## SELECTED EXTRACT
______________________________
Tuesday, July 8, 2008

Blame Teresa’s ego for rumored demise of DEI

What was unthinkable just over a year ago is on the verge of happening, as Dale Earnhardt Inc. will likely be sold off to investors by Teresa Earnhardt, basically ending the company Dale Sr. started so many years ago with the intention of leaving it to his children.

Max Siegel, president of global operations at DEI, is talking with major investors about buying DEI. Rumblings are that Teresa would retain all rights to the name “Dale Earnhardt” and “Intimidator” and related merchandise sales, but Siegel and his investors would take ownership of the race teams, race shops and the company’s headquarters. Her asking price is reportedly more than $100 million.

If this all goes through as planned, DEI may continue in name only with the new investors … but without any Earnhardt involved in the operation, they will essentially be a new operation.

I can see Dale Sr. rolling his eyes from the grave.

Let’s look back at how it all unfolded, how badly Teresa miscalculated what would happen in the aftermath of her power struggle with Dale Earnhardt Jr., and how different things could have been.

Jr.’s contract decision
Last year was one of the most pivotal of Dale Earnhardt Jr’s career, as he was in the process of hammering out a long-term contract with DEI, where he had driven since jumping into NASCAR in the mid-1990s. When Jr. first started in NASCAR, most fans likely imagined him driving the #8 Budweiser car for DEI for the rest of his career.

Had Dale Sr. remained alive, that likely would have been true. But dealing with the company owned by your stepmother is a lot different than dealing with the company owned by your father. Jr. drew a line in the sand and bluntly stated that in order to stay, he wanted 51 percent ownership, so he could be in control. Otherwise, he wasn’t going to stay. He wanted to win a title, and didn’t feel like DEI was going to provide him the cars to do that unless he was in charge.

Teresa Earnhardt had a choice. She could let Jr. take over majority ownership of the team, and sit back collecting big checks for the rest of her life as minority owner. Or she could keep the power, and lose Jr. as a driver, and see what happened next.

As everyone knows, she chose option B. Jr. landed a ride at superpower Hendrick Motorsports, home of champions for the past decade-plus. In his new ride, Jr. is doing very well, and is no doubt happy now that he did not become owner of DEI. His chances of winning a title are very high at Hendrick … much higher than they would have been at DEI.

The aftermath
Meanwhile, with Jr. gone, DEI has had very little to celebrate so far this year. Top driver Martin Truex Jr. is struggling mightily this season, and the rumor mill has him as a candidate for just about every decent ride that comes open. After his car didn’t even pass inspection this weekend at Daytona, don‘t expect him around next year.

The #01 car, driven by Regan Smith, is the definition of an also-ran. The team has no sponsor for 2009 and will likely not run next year, regardless of who‘s running the company. The #15 car, driven by Paul Menard, sits far back in the standings. Menard is sponsored by his father’s company, and there are rumors his father is considering a move. This move may become more likely if the new investors take over.
______________________________
## SOURCE EXCERPT

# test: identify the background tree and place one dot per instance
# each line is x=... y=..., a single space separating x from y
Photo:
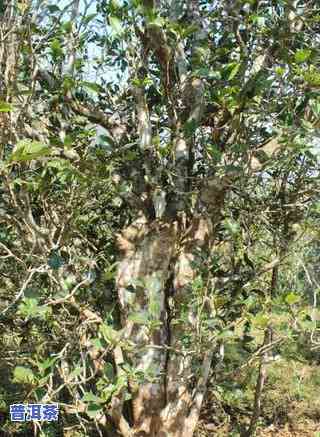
x=158 y=167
______________________________
## PROBLEM TO SOLVE
Duplicate, word for word, the part of the Dale Earnhardt Inc. post above from "What was unthinkable" up to and including "than $100 million.".

## REPLY
What was unthinkable just over a year ago is on the verge of happening, as Dale Earnhardt Inc. will likely be sold off to investors by Teresa Earnhardt, basically ending the company Dale Sr. started so many years ago with the intention of leaving it to his children.

Max Siegel, president of global operations at DEI, is talking with major investors about buying DEI. Rumblings are that Teresa would retain all rights to the name “Dale Earnhardt” and “Intimidator” and related merchandise sales, but Siegel and his investors would take ownership of the race teams, race shops and the company’s headquarters. Her asking price is reportedly more than $100 million.